GIVEN DATA:
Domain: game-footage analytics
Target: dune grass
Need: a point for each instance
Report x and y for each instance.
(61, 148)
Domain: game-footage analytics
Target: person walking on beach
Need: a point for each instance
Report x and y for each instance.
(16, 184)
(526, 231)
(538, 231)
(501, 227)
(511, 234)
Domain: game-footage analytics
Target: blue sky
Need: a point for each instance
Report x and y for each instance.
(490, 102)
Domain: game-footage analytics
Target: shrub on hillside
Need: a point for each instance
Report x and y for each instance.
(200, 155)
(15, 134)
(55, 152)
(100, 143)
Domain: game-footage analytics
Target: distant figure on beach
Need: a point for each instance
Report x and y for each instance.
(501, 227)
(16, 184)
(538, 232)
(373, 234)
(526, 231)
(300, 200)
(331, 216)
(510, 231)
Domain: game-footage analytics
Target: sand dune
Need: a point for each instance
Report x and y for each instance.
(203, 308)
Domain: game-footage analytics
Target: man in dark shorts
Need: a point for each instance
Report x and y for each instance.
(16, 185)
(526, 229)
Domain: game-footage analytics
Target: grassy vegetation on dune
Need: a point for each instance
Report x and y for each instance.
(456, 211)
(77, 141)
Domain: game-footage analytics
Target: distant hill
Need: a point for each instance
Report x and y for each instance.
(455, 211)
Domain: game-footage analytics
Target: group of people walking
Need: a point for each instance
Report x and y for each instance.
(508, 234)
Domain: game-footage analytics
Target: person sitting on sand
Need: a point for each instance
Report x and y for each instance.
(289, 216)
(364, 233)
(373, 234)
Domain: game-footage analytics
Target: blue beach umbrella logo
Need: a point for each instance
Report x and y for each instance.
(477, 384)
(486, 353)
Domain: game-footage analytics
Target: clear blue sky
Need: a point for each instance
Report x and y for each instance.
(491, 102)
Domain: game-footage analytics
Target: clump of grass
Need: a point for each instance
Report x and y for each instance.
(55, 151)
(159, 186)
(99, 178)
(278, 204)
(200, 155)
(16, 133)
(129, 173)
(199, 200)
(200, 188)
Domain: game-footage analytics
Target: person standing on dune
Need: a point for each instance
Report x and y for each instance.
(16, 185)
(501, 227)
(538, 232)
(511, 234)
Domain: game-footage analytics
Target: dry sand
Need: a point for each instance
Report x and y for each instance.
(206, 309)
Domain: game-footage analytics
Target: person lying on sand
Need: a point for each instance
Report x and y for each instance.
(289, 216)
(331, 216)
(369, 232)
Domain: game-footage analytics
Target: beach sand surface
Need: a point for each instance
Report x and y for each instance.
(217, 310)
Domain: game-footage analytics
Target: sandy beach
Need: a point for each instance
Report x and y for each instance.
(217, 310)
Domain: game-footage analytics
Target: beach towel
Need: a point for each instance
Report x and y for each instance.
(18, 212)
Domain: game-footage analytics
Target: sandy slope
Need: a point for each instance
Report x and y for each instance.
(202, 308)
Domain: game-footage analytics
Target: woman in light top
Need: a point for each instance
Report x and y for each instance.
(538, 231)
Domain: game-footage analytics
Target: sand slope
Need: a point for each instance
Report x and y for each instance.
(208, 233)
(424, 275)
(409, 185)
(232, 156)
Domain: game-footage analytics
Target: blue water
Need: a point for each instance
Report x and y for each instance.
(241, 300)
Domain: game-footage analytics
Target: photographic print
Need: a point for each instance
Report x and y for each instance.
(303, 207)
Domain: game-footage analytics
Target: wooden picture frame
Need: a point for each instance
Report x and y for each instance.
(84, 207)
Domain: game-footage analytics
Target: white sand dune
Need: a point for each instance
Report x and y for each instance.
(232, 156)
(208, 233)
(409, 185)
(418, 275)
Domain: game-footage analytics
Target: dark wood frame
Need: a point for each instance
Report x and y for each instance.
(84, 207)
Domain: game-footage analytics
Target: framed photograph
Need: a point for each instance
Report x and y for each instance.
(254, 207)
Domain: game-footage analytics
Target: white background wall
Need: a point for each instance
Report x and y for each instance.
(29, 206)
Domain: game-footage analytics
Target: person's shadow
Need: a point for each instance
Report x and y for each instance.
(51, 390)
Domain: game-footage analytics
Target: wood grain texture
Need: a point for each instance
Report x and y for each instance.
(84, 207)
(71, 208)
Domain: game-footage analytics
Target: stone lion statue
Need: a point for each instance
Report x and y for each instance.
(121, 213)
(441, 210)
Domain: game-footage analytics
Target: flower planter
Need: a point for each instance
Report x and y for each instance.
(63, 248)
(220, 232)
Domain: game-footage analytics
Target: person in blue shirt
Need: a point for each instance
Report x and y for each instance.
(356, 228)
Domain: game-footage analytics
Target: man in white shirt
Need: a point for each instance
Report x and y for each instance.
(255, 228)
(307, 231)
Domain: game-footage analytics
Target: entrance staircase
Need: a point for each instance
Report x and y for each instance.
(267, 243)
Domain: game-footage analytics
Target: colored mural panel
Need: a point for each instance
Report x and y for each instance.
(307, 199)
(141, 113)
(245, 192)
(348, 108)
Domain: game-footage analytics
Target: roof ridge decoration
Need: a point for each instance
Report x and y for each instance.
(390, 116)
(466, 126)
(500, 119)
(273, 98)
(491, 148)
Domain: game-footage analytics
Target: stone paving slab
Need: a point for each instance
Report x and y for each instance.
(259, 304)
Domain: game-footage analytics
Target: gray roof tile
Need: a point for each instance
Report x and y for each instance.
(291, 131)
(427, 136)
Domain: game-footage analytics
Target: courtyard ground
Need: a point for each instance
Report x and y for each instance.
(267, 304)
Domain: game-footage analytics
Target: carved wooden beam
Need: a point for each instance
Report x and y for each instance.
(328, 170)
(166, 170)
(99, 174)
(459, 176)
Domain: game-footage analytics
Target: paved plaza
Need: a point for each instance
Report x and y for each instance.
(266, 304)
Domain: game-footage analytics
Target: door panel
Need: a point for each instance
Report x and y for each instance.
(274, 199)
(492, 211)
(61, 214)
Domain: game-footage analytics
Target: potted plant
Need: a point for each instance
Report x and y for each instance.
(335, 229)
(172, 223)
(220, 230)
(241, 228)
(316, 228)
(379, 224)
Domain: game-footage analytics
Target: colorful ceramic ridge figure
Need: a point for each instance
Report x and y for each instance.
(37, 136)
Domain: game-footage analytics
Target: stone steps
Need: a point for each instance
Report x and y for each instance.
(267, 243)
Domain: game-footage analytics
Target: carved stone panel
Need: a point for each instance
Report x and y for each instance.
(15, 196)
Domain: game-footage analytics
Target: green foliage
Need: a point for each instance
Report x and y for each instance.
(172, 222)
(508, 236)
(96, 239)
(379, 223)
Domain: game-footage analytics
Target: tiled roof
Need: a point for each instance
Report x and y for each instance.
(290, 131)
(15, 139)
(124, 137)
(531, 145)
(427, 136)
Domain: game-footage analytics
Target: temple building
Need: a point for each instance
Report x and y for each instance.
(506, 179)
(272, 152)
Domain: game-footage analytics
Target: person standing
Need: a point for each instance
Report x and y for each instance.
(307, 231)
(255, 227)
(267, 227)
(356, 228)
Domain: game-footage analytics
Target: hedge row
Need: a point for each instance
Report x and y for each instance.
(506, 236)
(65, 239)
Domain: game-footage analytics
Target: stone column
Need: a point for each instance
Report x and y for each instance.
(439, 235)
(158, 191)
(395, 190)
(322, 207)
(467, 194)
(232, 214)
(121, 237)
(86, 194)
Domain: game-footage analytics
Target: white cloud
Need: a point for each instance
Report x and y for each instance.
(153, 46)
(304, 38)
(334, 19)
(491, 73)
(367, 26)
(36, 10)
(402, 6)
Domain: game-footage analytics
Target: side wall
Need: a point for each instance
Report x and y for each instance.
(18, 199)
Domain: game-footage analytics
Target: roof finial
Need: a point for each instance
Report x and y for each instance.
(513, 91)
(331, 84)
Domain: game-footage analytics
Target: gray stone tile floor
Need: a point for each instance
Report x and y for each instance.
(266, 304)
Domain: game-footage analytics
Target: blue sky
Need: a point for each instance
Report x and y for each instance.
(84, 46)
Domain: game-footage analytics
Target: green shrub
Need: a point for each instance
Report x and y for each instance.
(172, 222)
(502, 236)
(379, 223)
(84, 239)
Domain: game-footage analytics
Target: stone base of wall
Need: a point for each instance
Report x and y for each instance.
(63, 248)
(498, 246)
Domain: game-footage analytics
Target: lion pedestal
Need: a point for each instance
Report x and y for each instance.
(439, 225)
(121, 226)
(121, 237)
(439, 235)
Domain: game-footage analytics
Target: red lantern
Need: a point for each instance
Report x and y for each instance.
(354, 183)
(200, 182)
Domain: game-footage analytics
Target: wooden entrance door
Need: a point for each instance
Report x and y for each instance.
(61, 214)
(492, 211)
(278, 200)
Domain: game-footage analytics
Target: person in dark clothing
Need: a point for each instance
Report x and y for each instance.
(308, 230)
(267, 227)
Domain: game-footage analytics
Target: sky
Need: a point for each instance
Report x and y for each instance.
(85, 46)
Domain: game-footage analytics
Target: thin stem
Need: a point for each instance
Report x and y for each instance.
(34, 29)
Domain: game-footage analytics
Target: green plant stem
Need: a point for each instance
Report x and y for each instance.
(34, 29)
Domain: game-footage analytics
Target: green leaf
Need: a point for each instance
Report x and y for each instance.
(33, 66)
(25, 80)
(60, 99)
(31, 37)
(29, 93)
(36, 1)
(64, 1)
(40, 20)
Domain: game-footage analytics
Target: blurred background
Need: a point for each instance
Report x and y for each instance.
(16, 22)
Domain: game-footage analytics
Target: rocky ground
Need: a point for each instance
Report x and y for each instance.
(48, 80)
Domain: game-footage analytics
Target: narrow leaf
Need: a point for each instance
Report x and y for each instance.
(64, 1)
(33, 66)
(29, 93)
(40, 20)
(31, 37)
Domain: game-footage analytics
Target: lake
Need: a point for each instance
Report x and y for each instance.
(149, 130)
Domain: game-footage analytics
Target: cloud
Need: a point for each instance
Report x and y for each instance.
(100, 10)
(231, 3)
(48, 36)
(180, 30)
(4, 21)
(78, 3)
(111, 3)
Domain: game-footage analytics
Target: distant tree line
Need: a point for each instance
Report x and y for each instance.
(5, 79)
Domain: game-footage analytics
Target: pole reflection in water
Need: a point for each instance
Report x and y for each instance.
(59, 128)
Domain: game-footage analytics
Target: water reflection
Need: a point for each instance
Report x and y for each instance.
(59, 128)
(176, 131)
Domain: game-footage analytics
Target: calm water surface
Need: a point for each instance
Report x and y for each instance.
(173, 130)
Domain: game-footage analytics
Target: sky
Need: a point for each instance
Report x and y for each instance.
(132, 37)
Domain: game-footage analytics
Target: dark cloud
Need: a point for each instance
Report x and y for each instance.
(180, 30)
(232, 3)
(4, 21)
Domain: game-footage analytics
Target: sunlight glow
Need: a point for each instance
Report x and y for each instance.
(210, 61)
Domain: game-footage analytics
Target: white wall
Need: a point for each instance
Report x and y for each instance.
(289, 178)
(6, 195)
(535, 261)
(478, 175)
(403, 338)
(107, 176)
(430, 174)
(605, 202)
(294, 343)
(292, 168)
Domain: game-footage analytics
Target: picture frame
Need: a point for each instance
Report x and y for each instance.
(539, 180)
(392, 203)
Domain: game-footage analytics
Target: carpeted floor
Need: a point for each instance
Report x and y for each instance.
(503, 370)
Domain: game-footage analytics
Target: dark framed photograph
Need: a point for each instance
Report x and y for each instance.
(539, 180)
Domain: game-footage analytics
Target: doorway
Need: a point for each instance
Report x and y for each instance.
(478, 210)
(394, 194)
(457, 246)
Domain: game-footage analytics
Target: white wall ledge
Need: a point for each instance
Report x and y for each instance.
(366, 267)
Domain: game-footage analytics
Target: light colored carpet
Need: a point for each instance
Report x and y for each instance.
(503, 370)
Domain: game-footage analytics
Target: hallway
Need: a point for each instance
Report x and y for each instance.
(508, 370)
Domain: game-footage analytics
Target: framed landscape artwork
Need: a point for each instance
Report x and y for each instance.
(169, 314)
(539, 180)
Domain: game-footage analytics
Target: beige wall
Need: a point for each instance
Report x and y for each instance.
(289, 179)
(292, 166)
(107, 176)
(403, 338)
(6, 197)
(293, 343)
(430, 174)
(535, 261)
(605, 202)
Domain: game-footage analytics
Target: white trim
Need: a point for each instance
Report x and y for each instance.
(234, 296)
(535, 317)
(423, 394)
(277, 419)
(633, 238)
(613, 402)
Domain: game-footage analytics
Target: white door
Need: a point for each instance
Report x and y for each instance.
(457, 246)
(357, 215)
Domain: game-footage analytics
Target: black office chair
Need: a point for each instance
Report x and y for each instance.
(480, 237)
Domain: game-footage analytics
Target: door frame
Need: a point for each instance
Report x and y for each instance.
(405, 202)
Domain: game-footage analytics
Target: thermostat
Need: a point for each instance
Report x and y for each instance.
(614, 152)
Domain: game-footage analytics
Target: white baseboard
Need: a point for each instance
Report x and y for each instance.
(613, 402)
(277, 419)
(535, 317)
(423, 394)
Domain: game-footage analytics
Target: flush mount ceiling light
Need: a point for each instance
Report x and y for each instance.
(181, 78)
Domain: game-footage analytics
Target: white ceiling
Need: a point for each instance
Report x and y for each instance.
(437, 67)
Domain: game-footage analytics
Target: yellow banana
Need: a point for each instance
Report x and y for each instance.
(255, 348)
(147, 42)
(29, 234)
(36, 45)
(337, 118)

WHAT TO PRODUCE: Copy out every line of the entries above that contains the word "figure".

CORRECT ANSWER:
Target: distant figure on beach
Target: colorful ceramic ridge figure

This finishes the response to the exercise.